WHAT NEEDS TO BE DONE :: In the Waugh Zone newsletter below, at what time are the three High Court judges set to deliver their verdict?

DOCUMENT TEXT ::
==============================

The Waugh Zone November 3, 2016

The Waugh Zone November 3, 2016

The five things you need to know on Thursday, November 3…

1) TITANIC STRUGGLE

Such jolly japes at the Spectator’s awards last night, not least as Boris did a Boris. The Foreign Secretary declared: “Brexit means Brexit, and we're going to make a Titanic, er, colossal success of it”. Like lots of Boris ‘gaffes’, you can’t help thinking it was a deliberate joke.

But the really Titanic struggle today is in the High Court when three judges will at 10am deliver their historic verdict on whether the government can begin the formal process of leaving the European Union without consulting Parliament.

There are conflicting opinions about the mood music coming from the court during its hearing a fortnight ago. Some legal observers felt that the Lord Chief Justice’s questions to the Government’s counsel were sufficiently barbed that he himself may find in favour of those who believe MPs have to be consulted before Article 50 can be triggered. Others thought that was a misreading.

Either way, many expect a split decision and that the political parcel will be passed to the Supreme Court, which is ultimately probably the proper place for a ruling of such importance - particularly as a Government defeat could spark the biggest constitutional crisis of our generation.

Meanwhile, crossbencher Lord Kerr, who devised the Article 50 clause in the Lisbon Treaty while he was secretary general of the European Convention, has told the BBC that “it is not irrevocable”. He says the country “might want to think again” when the detail of Britain’s new relationship with the EU becomes clearer. “You can change your mind while the process is going on.” That’s very much not the view of the Brexit Department.

==============================

DATA BLOCK ::
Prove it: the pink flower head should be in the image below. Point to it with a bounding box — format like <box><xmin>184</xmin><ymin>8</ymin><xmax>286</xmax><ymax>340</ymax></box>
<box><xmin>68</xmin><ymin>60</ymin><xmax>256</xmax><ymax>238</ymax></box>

==============================

THE COMPLETED TASK :: At 10am.